■ Soal Tertulis
Tuliskan ulang seluruh baris materi di bawah ini tanpa mengubah apa pun, tetapi jangan sertakan gambarnya.
──────── Data yang Ditampilkan ────────
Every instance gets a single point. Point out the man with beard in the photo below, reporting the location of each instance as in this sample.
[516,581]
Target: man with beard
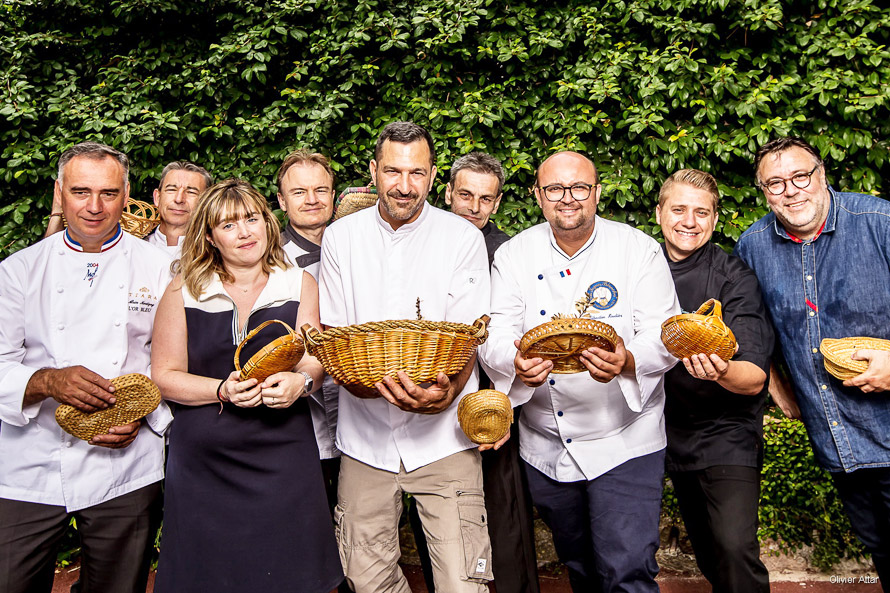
[375,265]
[593,442]
[823,261]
────────
■ Penyelesaian Soal
Every instance gets a single point. Point out the man with beard in the photo below, reporting the location of each instance as in this sample.
[516,581]
Target: man with beard
[375,265]
[593,442]
[823,261]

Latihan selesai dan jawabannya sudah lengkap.